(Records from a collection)
────

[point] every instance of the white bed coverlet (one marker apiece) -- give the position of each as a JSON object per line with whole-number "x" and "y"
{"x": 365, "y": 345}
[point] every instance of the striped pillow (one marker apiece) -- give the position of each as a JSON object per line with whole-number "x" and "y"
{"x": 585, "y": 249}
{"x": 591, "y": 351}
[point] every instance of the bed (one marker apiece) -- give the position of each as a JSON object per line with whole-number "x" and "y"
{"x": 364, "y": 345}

────

Task brief -
Copy all of the records above word for word, leaving every line unchanged.

Exercise output -
[point] every instance of the white bed coverlet (one marker apiece) -- give the position of each as a JSON object per line with whole-number "x" and "y"
{"x": 365, "y": 345}
[point] every instance of the striped pillow (one marker apiece) -- give the position of each as a JSON object per line with whole-number "x" and "y"
{"x": 585, "y": 249}
{"x": 591, "y": 351}
[point] every instance of the bed (one marker apiece) -- give the position of each as a JSON object per line with whole-number "x" and "y"
{"x": 364, "y": 345}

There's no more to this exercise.